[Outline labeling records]
--------------------------------------------------

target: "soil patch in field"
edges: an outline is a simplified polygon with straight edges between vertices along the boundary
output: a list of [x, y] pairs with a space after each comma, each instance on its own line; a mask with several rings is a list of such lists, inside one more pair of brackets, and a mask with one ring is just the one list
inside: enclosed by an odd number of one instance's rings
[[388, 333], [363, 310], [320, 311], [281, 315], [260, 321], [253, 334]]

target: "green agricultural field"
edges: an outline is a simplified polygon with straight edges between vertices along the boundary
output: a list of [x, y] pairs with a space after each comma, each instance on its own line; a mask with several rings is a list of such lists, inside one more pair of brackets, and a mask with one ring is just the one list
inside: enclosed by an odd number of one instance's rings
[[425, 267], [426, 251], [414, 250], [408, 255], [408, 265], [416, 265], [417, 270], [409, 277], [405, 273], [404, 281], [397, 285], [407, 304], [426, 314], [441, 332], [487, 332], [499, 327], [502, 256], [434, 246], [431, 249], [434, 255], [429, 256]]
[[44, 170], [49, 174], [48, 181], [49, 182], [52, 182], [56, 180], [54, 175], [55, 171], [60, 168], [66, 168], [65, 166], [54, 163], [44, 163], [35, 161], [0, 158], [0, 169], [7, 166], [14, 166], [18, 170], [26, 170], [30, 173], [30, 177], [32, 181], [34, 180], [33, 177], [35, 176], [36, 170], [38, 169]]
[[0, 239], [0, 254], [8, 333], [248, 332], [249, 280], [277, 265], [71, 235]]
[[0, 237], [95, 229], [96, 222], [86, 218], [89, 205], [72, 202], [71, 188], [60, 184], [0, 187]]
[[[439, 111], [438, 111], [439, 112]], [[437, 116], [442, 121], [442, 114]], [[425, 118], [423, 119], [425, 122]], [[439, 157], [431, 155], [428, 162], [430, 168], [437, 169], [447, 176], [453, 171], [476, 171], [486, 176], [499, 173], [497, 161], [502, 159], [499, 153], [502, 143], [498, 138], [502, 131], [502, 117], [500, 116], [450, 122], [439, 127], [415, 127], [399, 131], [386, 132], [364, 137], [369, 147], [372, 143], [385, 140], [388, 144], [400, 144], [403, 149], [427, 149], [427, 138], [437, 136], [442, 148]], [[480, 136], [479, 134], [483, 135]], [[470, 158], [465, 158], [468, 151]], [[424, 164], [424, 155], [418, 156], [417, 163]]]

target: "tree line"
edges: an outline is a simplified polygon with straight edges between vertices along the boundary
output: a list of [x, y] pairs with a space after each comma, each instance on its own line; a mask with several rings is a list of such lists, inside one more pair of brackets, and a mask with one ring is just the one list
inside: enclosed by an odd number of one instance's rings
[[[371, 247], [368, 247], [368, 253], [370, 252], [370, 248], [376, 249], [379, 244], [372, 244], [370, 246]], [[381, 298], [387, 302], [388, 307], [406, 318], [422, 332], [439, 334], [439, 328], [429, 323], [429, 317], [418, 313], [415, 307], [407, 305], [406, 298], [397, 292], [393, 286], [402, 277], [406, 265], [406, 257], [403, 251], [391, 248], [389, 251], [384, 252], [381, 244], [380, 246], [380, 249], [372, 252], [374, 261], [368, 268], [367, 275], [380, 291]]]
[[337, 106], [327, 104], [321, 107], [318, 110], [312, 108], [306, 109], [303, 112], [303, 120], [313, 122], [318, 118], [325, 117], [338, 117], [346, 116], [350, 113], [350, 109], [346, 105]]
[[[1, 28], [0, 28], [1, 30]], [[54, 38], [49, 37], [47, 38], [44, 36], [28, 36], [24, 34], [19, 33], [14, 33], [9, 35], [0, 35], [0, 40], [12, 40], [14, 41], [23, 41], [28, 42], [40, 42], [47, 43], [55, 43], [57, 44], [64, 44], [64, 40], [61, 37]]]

--------------------------------------------------

* TASK REQUIREMENTS *
Can you render the records from their start through the line containing "321], [253, 334]]" as a Markdown table with the columns Row and Line? Number each line and skip any blank lines.

* OUTPUT OF THE TASK *
| Row | Line |
|---|---|
| 1 | target: "soil patch in field" |
| 2 | edges: an outline is a simplified polygon with straight edges between vertices along the boundary |
| 3 | output: a list of [x, y] pairs with a space after each comma, each instance on its own line; a mask with several rings is a list of such lists, inside one more pair of brackets, and a mask with one ring is just the one list |
| 4 | inside: enclosed by an odd number of one instance's rings |
| 5 | [[388, 333], [363, 310], [320, 311], [281, 315], [260, 321], [253, 334]] |